What to do.
All of the data below must be repeated exactly.
....
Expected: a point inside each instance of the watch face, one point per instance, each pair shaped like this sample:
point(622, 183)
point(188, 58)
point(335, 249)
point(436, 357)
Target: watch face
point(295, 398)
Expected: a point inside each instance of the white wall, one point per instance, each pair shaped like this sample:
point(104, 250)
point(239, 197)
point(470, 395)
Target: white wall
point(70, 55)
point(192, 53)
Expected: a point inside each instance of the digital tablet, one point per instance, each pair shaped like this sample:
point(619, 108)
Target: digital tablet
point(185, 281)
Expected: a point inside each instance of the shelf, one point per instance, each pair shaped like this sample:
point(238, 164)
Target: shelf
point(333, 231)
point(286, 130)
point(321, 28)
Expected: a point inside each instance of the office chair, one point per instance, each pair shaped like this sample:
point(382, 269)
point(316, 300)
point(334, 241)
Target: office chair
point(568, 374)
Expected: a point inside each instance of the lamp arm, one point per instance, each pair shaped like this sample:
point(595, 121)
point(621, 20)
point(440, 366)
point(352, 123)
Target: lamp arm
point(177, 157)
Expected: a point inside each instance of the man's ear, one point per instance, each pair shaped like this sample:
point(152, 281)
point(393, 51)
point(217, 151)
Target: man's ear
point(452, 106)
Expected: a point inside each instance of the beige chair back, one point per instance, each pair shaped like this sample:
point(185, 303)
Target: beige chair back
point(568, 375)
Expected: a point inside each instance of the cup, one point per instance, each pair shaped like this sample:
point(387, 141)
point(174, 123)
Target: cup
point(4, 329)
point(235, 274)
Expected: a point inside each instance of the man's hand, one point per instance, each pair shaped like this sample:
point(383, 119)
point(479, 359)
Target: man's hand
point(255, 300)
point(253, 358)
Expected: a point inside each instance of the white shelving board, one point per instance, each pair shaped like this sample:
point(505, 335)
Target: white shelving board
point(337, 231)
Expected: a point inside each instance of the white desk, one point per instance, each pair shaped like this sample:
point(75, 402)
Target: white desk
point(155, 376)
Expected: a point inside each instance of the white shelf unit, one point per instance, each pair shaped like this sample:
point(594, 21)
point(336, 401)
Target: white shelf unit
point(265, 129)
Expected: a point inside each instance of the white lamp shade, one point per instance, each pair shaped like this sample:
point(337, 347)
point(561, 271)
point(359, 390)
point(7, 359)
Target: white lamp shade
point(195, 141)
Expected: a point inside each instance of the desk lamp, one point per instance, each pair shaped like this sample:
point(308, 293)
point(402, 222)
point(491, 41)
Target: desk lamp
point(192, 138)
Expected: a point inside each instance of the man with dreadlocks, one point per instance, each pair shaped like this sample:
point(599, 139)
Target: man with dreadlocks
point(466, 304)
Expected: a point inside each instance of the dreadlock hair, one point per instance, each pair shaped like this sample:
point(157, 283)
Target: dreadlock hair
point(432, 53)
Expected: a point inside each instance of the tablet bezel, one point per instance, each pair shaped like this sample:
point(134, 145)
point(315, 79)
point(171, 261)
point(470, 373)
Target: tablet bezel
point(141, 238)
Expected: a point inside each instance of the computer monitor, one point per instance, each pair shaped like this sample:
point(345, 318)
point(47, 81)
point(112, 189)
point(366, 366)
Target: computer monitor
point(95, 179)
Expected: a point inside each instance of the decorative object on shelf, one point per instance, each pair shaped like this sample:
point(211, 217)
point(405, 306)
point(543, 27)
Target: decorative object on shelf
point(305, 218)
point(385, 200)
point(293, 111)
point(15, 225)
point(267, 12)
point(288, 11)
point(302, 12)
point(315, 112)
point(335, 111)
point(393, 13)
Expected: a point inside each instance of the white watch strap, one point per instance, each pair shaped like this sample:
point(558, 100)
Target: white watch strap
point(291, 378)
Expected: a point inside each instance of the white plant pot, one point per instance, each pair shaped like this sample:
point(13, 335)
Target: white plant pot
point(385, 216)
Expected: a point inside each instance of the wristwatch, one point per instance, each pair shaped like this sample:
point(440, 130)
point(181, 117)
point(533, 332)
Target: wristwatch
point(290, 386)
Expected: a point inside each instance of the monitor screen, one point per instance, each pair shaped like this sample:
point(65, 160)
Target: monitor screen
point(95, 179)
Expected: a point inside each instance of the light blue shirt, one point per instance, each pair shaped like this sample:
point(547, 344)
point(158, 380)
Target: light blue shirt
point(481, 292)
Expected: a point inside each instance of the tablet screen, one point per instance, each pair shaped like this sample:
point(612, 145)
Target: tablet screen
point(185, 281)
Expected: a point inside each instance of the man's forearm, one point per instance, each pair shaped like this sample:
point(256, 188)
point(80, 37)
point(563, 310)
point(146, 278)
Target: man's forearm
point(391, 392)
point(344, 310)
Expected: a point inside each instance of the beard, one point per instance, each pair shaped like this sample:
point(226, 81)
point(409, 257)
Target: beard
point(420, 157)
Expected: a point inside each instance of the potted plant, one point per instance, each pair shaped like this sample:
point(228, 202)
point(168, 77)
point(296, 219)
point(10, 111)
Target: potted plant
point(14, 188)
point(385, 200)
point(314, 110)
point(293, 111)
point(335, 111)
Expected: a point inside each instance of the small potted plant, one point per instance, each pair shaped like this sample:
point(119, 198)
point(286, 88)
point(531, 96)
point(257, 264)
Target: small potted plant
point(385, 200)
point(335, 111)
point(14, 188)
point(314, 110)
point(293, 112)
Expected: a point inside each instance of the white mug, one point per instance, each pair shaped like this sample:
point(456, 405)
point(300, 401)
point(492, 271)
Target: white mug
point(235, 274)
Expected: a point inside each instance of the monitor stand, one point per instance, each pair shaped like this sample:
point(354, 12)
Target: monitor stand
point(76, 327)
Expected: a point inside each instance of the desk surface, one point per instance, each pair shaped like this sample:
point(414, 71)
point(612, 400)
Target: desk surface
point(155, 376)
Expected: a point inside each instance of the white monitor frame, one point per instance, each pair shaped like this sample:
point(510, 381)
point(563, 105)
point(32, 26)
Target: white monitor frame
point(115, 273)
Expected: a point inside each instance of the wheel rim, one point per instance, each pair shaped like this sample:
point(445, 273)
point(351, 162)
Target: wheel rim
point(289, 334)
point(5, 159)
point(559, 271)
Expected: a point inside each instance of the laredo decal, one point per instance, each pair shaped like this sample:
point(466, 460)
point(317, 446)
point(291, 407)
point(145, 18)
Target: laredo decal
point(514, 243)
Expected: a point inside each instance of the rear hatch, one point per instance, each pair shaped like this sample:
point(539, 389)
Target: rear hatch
....
Output.
Expected: a point inside each instance of the watch face, one point per instance, each pair shaped like this sample:
point(622, 183)
point(188, 58)
point(335, 249)
point(436, 357)
Target: watch face
point(295, 398)
Expected: a point inside each instance of the white wall, one point per instance, each pair shaped like this sample:
point(104, 250)
point(239, 197)
point(470, 395)
Target: white wall
point(70, 55)
point(192, 53)
Expected: a point inside each instance of the digital tablet, one point per instance, each pair shaped like this sample:
point(619, 108)
Target: digital tablet
point(185, 281)
Expected: a point inside each instance of the shelf, one point per instance, each pair shaped like this sample:
point(238, 164)
Target: shelf
point(333, 231)
point(286, 130)
point(321, 28)
Expected: a point inside each instance of the office chair, one point per instance, each pair shaped like this sample:
point(382, 269)
point(316, 300)
point(334, 241)
Target: office chair
point(568, 374)
Expected: a point inside each instance of the lamp arm, one point per instance, each pair shaped like this sample:
point(595, 121)
point(621, 20)
point(440, 366)
point(352, 123)
Target: lamp arm
point(177, 157)
Expected: a point inside each instance of the man's ear, one point per instance, each pair shaped like this sample:
point(152, 281)
point(393, 51)
point(217, 151)
Target: man's ear
point(452, 106)
Expected: a point inside each instance of the beige chair back, one point per instance, each pair shaped like this sample:
point(185, 303)
Target: beige chair back
point(568, 375)
Expected: a point inside each instance of the cup, one point per instance, each pair shaped like this sample:
point(387, 141)
point(174, 123)
Target: cup
point(4, 329)
point(235, 274)
Expected: a point inside each instance of the man's hand, one point per instance, each pair shaped like this sample:
point(383, 119)
point(479, 359)
Target: man's hand
point(255, 300)
point(253, 358)
Expected: a point inside each instance of the white shelving board, one point per instance, each pair shaped like this sample:
point(505, 335)
Target: white shelving board
point(337, 231)
Expected: a point inside each instance of the white desk, one point per instance, each pair shaped like this sample:
point(75, 402)
Target: white desk
point(155, 376)
Expected: a point inside each instance of the white shelf unit, one point per instance, each pair shaped like this sample:
point(594, 21)
point(336, 401)
Target: white shelf unit
point(265, 129)
Expected: a point inside each instance of the white lamp shade, one point per instance, each pair shaped like this sample:
point(337, 347)
point(561, 271)
point(359, 390)
point(7, 359)
Target: white lamp shade
point(195, 141)
Expected: a point inside each instance of the desk lamp, one point per instance, each pair shaped like this sample:
point(308, 293)
point(402, 222)
point(491, 41)
Target: desk lamp
point(192, 138)
Expected: a point inside each instance of the man with dreadlocks, one point per instance, each pair shaped like this sample:
point(599, 139)
Target: man with dreadlocks
point(466, 304)
Expected: a point inside each instance of the dreadlock hair, one point per instance, each pair shaped like this sample:
point(157, 283)
Target: dreadlock hair
point(432, 53)
Expected: a point inside each instance of the tablet bezel, one point per instance, each pair shaped like this sample:
point(134, 145)
point(315, 79)
point(171, 261)
point(470, 373)
Target: tablet bezel
point(141, 238)
Expected: a point inside each instance of the computer monitor, one point per instance, each pair shaped like this sample:
point(345, 318)
point(47, 81)
point(112, 189)
point(366, 366)
Target: computer monitor
point(95, 179)
Expected: a point inside each instance of the decorative object on shelf, one point per instance, each pair shaped like this sample:
point(211, 217)
point(405, 306)
point(543, 27)
Target: decorative object on shelf
point(305, 218)
point(385, 200)
point(293, 111)
point(15, 225)
point(267, 12)
point(288, 11)
point(302, 12)
point(315, 112)
point(335, 111)
point(393, 13)
Expected: a point inside each instance of the white watch strap, one point per instance, each pair shaped like this sample:
point(558, 100)
Target: white watch strap
point(291, 378)
Expected: a point inside each instance of the white plant pot, one point per instance, each pair shaped like this sample:
point(13, 335)
Target: white plant pot
point(385, 216)
Expected: a point inside each instance of the wristwatch, one point per instance, each pair shaped like this sample:
point(440, 130)
point(181, 117)
point(533, 332)
Target: wristwatch
point(290, 386)
Expected: a point inside each instance of the monitor screen, one point per instance, each pair shaped like this sample:
point(65, 160)
Target: monitor screen
point(95, 179)
Expected: a point inside each instance of the light blue shirt, one point per instance, each pair shaped like this sample:
point(547, 344)
point(158, 380)
Target: light blue shirt
point(481, 292)
Expected: a point inside each instance of the tablet screen, one point per instance, each pair shaped like this sample:
point(612, 145)
Target: tablet screen
point(185, 281)
Expected: a point inside each instance of the man's forearm, one point per instance, each pair shaped like this sample:
point(256, 188)
point(80, 37)
point(563, 310)
point(146, 278)
Target: man's forearm
point(391, 392)
point(344, 310)
Expected: a point inside each instance of the beard, one point per instance, each pair shaped like this sample:
point(226, 81)
point(409, 257)
Target: beard
point(420, 157)
Expected: a point inside each instance of the potted plant, one point per instance, each pair shaped like this sample:
point(228, 202)
point(168, 77)
point(296, 219)
point(10, 111)
Target: potted plant
point(14, 188)
point(385, 200)
point(314, 110)
point(293, 111)
point(335, 111)
Expected: a point inside each instance of the small potted plant, one point per instance, each pair shaped like this sample:
point(119, 198)
point(286, 88)
point(531, 96)
point(257, 264)
Target: small potted plant
point(385, 200)
point(335, 111)
point(14, 188)
point(314, 110)
point(293, 112)
Expected: a point inside each instance of the white mug, one point per instance, each pair shaped like this sample:
point(456, 405)
point(300, 401)
point(492, 271)
Target: white mug
point(235, 274)
Expected: a point inside each instance of the monitor stand, one point per instance, each pair shaped like this sample:
point(354, 12)
Target: monitor stand
point(76, 327)
Expected: a point inside each instance of the desk surface, one point per instance, each pair shaped like this sample:
point(414, 71)
point(612, 400)
Target: desk surface
point(155, 376)
Expected: a point inside each instance of the white monitor frame, one point per instance, each pair shaped like this sample:
point(510, 381)
point(563, 105)
point(32, 26)
Target: white monitor frame
point(115, 273)
Expected: a point inside each instance of the wheel rim, one point per instance, each pair shaped like this sample:
point(445, 273)
point(351, 162)
Target: wheel rim
point(289, 334)
point(5, 159)
point(559, 271)
Expected: a point inside each instance of the laredo decal, one point per instance, each pair shaped like this sample:
point(466, 460)
point(317, 446)
point(291, 407)
point(145, 18)
Target: laredo decal
point(514, 243)
Expected: a point inside each instance of the rear hatch, one point per instance, each pair shaped like this sample:
point(539, 389)
Target: rear hatch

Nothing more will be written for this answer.